Martin Luther King Comes to Yale
Essay by David George Ball, James City

In my junior year in college I invited a little-known minister named Martin Luther King, Jr. to speak at a lecture series I organized. He had just published a book called Stride Toward Freedom about a boycott of public buses in Montgomery, Alabama, to protest segregation.
To my horror, while promoting the book in a Harlem department store, he was stabbed in the chest. When I wrote to convey my sympathy, my letter reached him in Harlem hospital. He replied, “As soon as I return to my office in Montgomery, I shall consult my schedule to see what dates are available for a visit to Yale. I am sorry that it had to be postponed.”
 


Eventually his secretary rescheduled his visit for January, 1959. She warned me, “Since his hospitalization, it is necessary that he get at least one hour bed rest every afternoon.” 

My committee and I waited anxiously for him on the windy platform of the New Haven railroad station. When he alighted from the train with a warm, healthy smile, we stepped forward with relief. He greeted us with firm handshakes. We escorted him to the master’s house at Pierson college, where I had arranged for him to stay and he joined us for dinner in the Pierson dining room. 

I took a big chance in putting on a lecture series. I was afraid nobody would show up. Many of my fellow students seemed more interested in drinking beer than a program put on by a penniless student, who was one of the few immigrants in Yale College. To my surprise and great relief over 2,000 of them packed into a vast ornate auditorium known as Woolsey Hall. 

Martin Luther King captivated the huge crowd with his passionate belief in the effectiveness of nonviolence and the use of legal and moral force to obtain rights for black people. We listened in hushed silence. At the end of his speech the audience and I leaped to our feet applauding ecstatically. Thrilled to the core, I heard a call I did not fully understand. 

The next day walking across the campus after a visit to the divinity school, I asked Dr. King, “Would you like to take a nap this afternoon?” 

He replied, “That won’t be necessary. I never expected to spend to celebrate my 30th birthday at Yale.” It was January 15, 1959. After taking him back to the Pierson master’s house I quietly purchased a cake with icing and rounded up my student committee. He laughed in surprise when we marched in and sang, “Happy birthday.” As I helped him cut the cake, someone snapped a photo of us. 

That was the last picture of me as the schoolboy who had arrived on the SS United States on a blistering hot day in July 1954 from a grammar school in Gloucester, England. My father was a humble nonconformist preacher, but the real force in my life was my ex-missionary mother. I enrolled in the pastors’ course at Moody Bible Institute in Chicago. Two years later when I won a scholarship to Yale, I chose to major in English to prepare me for the ministry, just as my mother wished.
☆ ☆ ☆ ☆ ☆ ☆ ☆
WHAT YOU NEED TO DO ▸
Reproduce the essay on Martin Luther King's visit to Yale word for word, between "Martin Luther King Comes" and "to protest segregation.", inclusive. Work from the essay alone.
☆ ☆ ☆ ☆ ☆ ☆ ☆
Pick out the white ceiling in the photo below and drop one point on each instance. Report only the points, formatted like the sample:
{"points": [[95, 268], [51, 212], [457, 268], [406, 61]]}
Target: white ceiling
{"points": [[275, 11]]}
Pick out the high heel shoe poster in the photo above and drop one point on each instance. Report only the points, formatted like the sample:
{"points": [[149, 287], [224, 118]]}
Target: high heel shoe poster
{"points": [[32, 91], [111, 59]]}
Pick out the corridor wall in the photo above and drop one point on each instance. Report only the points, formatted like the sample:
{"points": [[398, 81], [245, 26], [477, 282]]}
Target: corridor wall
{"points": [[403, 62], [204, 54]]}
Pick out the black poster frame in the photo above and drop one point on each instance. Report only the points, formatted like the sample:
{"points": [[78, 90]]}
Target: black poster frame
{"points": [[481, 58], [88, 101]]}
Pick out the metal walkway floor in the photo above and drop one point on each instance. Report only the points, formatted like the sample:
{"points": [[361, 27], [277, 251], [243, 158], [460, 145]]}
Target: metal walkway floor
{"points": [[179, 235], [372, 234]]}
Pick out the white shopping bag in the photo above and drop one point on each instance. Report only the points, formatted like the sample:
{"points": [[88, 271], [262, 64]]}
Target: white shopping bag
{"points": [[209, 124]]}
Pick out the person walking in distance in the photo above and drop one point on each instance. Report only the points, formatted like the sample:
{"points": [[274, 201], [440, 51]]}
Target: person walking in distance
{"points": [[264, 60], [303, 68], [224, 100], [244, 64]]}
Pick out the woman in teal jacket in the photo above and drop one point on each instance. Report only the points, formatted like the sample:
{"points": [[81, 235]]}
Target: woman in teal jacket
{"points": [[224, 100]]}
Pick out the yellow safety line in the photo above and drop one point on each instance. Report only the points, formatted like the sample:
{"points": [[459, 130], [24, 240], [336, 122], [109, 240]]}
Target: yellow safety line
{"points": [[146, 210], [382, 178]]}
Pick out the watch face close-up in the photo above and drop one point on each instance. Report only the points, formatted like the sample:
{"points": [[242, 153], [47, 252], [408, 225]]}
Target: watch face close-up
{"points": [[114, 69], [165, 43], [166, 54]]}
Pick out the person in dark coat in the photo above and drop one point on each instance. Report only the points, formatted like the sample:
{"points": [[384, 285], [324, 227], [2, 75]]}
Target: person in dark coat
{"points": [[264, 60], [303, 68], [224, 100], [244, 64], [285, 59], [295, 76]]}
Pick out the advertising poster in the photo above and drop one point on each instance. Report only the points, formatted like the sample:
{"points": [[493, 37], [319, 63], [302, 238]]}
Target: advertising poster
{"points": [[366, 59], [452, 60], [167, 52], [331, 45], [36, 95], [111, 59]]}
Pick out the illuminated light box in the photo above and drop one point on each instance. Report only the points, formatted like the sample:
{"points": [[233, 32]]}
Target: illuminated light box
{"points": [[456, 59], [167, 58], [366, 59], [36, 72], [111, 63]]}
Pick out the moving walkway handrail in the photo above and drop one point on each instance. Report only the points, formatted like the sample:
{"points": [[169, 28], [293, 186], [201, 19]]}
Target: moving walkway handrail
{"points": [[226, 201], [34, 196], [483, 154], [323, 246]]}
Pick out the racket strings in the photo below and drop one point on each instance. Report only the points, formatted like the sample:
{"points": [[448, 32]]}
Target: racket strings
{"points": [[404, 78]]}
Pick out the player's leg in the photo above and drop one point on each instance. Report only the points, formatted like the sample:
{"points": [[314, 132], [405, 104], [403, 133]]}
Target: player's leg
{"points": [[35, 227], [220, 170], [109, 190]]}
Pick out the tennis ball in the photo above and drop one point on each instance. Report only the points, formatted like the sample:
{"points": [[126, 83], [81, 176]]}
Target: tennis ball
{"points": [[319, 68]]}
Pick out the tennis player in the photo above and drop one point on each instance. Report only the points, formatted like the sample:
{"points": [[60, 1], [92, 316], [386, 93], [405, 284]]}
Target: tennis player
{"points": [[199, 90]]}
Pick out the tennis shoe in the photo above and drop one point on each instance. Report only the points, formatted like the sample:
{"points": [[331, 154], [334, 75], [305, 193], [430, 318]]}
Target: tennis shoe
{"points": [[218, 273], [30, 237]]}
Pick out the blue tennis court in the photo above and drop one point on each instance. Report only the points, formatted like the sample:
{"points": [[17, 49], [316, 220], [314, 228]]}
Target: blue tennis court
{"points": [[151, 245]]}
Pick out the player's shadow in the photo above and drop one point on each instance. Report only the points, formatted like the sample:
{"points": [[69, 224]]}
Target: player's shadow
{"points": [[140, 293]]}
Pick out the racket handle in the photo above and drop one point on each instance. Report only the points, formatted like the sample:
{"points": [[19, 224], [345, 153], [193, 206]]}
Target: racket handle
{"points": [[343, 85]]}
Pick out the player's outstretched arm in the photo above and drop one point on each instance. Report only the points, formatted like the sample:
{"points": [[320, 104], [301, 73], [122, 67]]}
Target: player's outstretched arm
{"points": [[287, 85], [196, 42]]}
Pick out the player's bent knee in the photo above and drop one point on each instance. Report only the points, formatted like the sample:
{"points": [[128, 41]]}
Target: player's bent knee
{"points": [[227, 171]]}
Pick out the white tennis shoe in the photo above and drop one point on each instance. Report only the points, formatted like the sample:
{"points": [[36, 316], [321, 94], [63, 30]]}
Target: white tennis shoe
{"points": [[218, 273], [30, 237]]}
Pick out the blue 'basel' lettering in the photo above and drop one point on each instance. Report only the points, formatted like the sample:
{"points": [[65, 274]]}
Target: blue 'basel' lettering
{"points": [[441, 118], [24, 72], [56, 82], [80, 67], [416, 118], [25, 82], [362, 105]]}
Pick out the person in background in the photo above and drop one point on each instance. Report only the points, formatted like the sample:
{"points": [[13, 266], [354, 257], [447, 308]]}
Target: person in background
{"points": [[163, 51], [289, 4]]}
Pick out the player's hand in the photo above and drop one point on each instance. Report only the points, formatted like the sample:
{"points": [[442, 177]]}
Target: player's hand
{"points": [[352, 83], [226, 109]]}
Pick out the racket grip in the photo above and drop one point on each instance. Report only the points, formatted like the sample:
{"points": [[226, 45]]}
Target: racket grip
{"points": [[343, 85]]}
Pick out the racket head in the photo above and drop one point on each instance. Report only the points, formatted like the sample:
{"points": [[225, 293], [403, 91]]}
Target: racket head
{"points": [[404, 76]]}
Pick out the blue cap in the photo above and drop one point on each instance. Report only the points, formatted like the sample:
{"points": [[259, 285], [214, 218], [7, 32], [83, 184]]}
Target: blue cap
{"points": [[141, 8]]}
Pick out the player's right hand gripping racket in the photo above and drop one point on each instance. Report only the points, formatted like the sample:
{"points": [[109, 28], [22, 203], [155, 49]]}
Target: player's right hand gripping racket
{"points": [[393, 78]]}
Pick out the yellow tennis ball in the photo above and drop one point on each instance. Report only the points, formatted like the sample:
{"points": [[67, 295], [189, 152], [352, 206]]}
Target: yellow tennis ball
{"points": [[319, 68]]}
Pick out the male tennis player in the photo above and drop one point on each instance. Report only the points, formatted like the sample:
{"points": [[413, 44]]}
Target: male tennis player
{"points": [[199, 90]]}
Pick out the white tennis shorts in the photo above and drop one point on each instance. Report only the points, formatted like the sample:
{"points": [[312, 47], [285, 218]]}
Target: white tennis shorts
☆ ☆ ☆ ☆ ☆ ☆ ☆
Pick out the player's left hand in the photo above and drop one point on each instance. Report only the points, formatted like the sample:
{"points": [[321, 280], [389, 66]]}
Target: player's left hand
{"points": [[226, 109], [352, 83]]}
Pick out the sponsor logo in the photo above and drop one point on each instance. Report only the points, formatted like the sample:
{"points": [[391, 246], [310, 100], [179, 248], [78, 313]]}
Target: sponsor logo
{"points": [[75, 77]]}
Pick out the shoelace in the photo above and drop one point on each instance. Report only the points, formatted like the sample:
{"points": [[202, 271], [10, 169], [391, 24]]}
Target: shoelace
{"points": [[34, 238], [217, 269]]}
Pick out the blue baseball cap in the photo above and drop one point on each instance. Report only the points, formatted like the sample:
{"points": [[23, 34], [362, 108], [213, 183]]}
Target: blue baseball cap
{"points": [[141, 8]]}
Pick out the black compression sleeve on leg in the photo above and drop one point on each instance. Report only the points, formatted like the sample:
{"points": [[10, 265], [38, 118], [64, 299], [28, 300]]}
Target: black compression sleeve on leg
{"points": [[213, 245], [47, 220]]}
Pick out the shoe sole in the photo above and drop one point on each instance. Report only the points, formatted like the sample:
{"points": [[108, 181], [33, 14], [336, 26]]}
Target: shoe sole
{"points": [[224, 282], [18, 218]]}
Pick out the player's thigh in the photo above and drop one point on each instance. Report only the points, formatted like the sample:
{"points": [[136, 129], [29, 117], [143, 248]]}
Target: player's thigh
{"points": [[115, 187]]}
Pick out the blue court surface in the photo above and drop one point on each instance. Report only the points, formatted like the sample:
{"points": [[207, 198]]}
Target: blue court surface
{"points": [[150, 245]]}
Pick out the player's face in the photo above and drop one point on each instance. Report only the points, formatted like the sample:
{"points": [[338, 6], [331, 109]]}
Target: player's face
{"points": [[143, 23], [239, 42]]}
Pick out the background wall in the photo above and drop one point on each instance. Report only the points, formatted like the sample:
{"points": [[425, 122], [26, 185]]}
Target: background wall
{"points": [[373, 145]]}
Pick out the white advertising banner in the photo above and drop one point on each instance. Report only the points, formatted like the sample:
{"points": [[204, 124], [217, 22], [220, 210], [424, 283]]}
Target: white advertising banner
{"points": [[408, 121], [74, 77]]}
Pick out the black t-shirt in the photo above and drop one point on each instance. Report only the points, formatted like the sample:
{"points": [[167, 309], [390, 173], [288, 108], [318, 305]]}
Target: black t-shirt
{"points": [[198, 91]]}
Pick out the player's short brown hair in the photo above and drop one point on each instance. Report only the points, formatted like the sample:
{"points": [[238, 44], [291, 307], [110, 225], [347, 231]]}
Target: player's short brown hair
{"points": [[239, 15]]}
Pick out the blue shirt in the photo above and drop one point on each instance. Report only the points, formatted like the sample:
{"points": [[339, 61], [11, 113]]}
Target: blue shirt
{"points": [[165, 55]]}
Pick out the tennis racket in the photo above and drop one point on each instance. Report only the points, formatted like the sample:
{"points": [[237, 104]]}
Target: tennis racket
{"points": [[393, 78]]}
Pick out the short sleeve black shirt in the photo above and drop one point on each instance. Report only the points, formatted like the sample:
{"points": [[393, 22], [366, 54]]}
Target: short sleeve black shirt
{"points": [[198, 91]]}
☆ ☆ ☆ ☆ ☆ ☆ ☆
RESPONSE AREA ▸
Martin Luther King Comes to Yale
Essay by David George Ball, James City

In my junior year in college I invited a little-known minister named Martin Luther King, Jr. to speak at a lecture series I organized. He had just published a book called Stride Toward Freedom about a boycott of public buses in Montgomery, Alabama, to protest segregation.